◆ **Directions for this task**
Present each line of the material below as a Markdown table with the columns "No." and "Entry", numbering the rows in order and leaving out any blank lines.

◆ **Stored records**
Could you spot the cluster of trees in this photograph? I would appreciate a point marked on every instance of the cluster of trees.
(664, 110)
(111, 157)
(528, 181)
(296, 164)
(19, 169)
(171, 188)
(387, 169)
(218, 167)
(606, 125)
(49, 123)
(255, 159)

◆ **Full output**
| No. | Entry |
|---|---|
| 1 | Could you spot the cluster of trees in this photograph? I would appreciate a point marked on every instance of the cluster of trees. |
| 2 | (664, 110) |
| 3 | (111, 157) |
| 4 | (528, 181) |
| 5 | (296, 164) |
| 6 | (19, 169) |
| 7 | (171, 188) |
| 8 | (387, 169) |
| 9 | (218, 167) |
| 10 | (606, 125) |
| 11 | (49, 123) |
| 12 | (255, 159) |